##### Supplied material
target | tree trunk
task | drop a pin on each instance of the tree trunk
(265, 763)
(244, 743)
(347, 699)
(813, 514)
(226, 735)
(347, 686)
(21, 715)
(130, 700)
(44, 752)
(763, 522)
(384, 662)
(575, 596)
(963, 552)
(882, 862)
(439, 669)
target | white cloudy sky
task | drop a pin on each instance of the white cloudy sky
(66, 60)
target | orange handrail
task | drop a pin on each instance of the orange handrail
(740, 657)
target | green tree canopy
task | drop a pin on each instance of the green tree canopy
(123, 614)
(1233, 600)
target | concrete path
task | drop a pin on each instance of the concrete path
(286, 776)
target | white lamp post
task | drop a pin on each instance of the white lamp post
##########
(Given task):
Reproduce all of the data above, requests included, adding -119 to every coordinate in the answers and leaving the request lines unchanged.

(Output):
target | tree trunk
task | drop a pin on each instance of the tree trunk
(146, 644)
(125, 624)
(228, 580)
(694, 395)
(107, 616)
(228, 567)
(-98, 596)
(11, 581)
(-75, 633)
(644, 403)
(265, 543)
(456, 477)
(844, 433)
(763, 743)
(320, 550)
target | white cloudy sky
task | drop a pin on each instance of the white cloudy sky
(-53, -59)
target | orange handrail
task | drop a pin on each instance of the orange handrail
(621, 538)
target | green tree canopy
task | drop a pin on each instance of the green tree canopy
(4, 495)
(1114, 481)
target | concrete path
task | drop a pin on each instance of the concrete path
(167, 657)
target | white lamp post
task | drop a pin on each instance of the white lamp post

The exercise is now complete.